▸ **Extrait du texte**
Ilze fera des études de comptabilité. Dans sa vie professionnelle, elle sera comptable puis professeur de dactylographie et transcripteur de braille. Mère de trois enfants, elle travaillera à temps partiel, hormis les cinq premières années avant d’être mère de famille et les six dernières années précédant la retraite, pendant lesquelles elle se consacre pleinement à son travail.
–Nationalité française et une maison :
Les parents d’Ilze et elle-même acquièrent la nationalité française en 1959. Leurs derniers emplois, assortis d’un logement de fonction leur ont permis d’envisager – en pensant à leur retraite – de devenir propriétaires en 1961 « d’une très ancienne maison de ferme avec 30 ares de terrain. Mon père est décédé en 1974 et nous avons construit une maison neuve au fond du verger ».
la langue native, refuge et transmission :
Ilze parle le letton. Son père et sa mère l’ont toujours parlé en famille. Sa vie durant, la mère, qui comprenait et lisait le français, ne s’est exprimé qu’en letton avec sa fille.
Cette mère qui a pourtant entretenu des rapports complexes avec la Lettonie et qui n’a pas voulu y retourner.

(Relevés de contours de zones d'image)
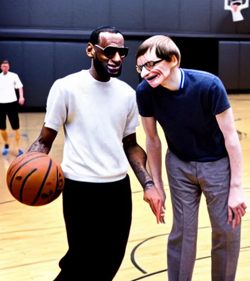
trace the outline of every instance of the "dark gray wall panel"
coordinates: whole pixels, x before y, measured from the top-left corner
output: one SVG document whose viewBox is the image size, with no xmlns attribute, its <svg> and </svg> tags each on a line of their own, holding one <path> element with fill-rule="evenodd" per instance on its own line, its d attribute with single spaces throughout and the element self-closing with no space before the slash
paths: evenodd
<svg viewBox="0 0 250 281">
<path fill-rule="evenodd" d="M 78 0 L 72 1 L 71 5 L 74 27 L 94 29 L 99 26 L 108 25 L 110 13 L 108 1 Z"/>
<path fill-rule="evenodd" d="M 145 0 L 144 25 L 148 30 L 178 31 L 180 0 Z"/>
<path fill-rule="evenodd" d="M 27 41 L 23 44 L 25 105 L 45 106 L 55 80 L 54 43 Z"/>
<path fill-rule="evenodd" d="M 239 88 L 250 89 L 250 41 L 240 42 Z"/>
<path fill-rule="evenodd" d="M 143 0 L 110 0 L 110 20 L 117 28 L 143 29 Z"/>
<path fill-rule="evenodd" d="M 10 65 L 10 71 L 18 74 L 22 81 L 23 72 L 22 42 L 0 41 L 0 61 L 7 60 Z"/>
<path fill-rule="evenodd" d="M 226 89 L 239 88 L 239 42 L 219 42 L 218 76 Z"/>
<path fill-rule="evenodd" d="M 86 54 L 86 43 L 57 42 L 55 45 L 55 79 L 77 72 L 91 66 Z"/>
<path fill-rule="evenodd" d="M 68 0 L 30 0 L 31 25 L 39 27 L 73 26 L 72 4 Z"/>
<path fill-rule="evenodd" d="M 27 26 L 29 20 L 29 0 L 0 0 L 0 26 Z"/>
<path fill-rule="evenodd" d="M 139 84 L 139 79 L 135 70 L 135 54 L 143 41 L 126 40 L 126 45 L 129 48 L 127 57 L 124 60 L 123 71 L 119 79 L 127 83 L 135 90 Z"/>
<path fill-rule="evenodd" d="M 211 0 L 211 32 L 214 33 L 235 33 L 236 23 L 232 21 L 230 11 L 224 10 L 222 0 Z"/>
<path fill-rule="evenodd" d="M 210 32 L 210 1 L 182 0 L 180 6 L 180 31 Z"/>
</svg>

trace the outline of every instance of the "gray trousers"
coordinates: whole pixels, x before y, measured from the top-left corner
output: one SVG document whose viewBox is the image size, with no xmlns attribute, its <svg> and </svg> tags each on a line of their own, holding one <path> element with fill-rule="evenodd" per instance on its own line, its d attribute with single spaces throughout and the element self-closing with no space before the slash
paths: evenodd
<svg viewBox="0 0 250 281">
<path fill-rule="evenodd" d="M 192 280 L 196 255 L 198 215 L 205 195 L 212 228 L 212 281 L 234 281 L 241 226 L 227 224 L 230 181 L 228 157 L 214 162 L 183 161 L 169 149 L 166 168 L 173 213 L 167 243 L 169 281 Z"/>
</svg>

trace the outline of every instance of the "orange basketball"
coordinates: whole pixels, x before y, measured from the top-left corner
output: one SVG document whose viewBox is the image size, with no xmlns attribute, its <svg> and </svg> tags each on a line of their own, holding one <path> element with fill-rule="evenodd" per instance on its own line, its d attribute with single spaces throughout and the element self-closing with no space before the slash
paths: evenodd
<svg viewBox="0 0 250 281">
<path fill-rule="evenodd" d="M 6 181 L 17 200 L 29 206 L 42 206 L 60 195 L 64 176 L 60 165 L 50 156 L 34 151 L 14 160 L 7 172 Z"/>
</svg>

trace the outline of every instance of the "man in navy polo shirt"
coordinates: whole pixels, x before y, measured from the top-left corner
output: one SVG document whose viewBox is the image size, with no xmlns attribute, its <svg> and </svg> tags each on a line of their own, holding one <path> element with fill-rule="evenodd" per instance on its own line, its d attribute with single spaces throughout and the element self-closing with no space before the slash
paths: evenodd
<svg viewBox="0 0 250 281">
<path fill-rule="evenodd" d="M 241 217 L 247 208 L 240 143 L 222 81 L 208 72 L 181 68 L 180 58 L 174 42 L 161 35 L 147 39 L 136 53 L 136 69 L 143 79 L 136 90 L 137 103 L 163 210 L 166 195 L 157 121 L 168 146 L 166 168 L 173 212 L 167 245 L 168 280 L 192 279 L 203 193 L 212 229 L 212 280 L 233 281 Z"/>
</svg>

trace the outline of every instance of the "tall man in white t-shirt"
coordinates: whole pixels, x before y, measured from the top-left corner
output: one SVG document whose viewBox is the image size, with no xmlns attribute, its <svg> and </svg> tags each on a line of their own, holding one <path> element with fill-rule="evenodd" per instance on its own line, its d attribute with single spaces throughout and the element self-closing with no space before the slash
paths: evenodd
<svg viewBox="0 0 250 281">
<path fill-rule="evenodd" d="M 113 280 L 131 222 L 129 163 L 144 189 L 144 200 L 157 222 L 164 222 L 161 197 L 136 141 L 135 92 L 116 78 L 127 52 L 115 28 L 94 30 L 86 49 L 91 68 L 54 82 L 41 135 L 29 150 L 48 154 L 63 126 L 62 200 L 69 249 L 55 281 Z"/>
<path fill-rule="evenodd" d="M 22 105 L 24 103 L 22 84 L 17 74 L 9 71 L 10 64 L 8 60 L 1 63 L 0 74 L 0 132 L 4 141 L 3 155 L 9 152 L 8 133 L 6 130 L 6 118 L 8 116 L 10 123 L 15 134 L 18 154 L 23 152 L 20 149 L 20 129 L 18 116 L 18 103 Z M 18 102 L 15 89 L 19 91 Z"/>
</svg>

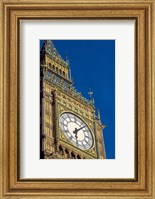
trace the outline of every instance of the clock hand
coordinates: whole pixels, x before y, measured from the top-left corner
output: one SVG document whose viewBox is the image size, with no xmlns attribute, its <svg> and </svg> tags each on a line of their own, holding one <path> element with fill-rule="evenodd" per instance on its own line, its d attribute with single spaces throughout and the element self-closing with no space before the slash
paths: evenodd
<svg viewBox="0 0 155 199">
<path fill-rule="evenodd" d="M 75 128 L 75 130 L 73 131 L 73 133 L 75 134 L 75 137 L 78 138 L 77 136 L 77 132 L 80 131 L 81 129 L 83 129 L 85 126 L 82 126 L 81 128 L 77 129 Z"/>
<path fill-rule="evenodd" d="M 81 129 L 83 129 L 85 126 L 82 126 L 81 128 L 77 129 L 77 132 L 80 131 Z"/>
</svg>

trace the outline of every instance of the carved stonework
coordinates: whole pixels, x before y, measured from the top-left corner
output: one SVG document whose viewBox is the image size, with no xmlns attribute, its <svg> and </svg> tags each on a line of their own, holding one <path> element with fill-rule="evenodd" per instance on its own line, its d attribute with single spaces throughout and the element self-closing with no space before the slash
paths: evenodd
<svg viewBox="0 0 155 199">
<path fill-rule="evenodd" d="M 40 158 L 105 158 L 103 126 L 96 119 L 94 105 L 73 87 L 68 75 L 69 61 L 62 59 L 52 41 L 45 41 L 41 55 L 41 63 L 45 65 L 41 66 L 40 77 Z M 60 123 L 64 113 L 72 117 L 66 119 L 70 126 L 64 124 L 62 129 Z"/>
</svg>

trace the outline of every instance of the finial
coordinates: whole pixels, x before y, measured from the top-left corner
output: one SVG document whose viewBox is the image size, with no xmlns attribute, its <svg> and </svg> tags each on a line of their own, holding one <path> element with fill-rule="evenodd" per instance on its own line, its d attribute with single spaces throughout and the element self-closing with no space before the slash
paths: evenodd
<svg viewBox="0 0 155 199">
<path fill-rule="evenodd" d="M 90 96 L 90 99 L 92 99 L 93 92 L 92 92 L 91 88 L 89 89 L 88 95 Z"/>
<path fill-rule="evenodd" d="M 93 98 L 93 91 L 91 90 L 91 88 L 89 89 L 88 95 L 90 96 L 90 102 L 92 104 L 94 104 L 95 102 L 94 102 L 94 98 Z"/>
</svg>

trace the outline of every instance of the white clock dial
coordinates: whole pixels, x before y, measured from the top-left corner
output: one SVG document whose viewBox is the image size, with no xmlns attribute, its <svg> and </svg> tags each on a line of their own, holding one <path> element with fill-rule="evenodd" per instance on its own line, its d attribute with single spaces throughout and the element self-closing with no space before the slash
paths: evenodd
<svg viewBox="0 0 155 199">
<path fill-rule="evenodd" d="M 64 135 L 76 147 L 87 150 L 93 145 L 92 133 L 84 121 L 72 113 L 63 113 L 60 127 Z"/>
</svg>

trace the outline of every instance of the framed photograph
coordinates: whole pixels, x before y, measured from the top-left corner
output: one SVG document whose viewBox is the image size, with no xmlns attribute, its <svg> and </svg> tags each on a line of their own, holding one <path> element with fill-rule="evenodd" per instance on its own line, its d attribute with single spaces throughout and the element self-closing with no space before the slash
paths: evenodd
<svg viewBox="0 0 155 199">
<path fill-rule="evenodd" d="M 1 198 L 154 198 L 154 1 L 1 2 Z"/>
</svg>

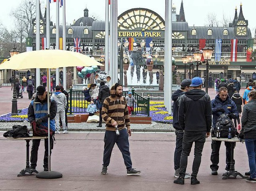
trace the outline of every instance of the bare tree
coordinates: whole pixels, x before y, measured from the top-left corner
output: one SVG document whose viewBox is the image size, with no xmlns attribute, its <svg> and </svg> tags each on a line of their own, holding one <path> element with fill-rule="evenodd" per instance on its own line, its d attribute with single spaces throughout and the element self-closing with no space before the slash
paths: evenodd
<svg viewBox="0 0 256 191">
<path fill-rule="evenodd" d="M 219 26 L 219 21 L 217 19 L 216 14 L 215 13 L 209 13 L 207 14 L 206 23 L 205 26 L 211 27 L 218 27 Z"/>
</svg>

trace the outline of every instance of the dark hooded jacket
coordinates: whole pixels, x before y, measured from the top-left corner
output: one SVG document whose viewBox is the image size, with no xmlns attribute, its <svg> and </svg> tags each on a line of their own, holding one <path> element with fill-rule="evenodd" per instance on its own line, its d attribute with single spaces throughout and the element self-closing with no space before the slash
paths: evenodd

▸ **Exercice A**
D'après l'extrait sur Ilze, en quelle année Ilze et ses parents obtiennent-ils la nationalité française ?
▸ **Exercice B**
Dressez la liste de tous les métiers qu'Ilze exerce au cours de sa vie professionnelle selon l'extrait sur Ilze.
▸ **Exercice C**
Prolongez l'extrait sur Ilze en reprenant après sa dernière phrase.
Les items ne jouent aucun rôle dans ce travail.

▸ **Réponse A**
En 1959.

▸ **Réponse B**
- comptable
- professeur de dactylographie
- transcripteur de braille

▸ **Réponse C**
L’arrachement à un pays, les conditions de l’exil des premières années ont sans doute oeuvré à renforcer un caractère peu aventurier. Elle avait peur de l’extérieur, de toute idée de déplacement, s’arrimant à la stabilité et faisant de la parole de son époux, une « parole sans réplique ». Une éducation protestante luthérienne, des habitudes culturelles strictes ont dû faire le reste – « Les Lettons ne sont pas démonstratifs. Ils n’ont pas de marques gestuelles d’affection, ne s’embrassent pas, ne se touchent pas. Pour elle, les Français étaient toujours en train de se lécher! Elle a toujours critiqué la culture française » – commente Ilze – .
On peut donc supposer que pour cette femme la langue lettone, sa langue, a été le seul espace qui lui soit resté de son pays natal, de son autre vie. Et cette attitude de repli/résistance dans la langue a peut-être aussi permis sa transmission de mère à fille.
-Au passage, je demande à Ilze ce qu’il en est de la relation à la langue lettone de ses propres enfants. Elle me répond que son fils aîné le comprend.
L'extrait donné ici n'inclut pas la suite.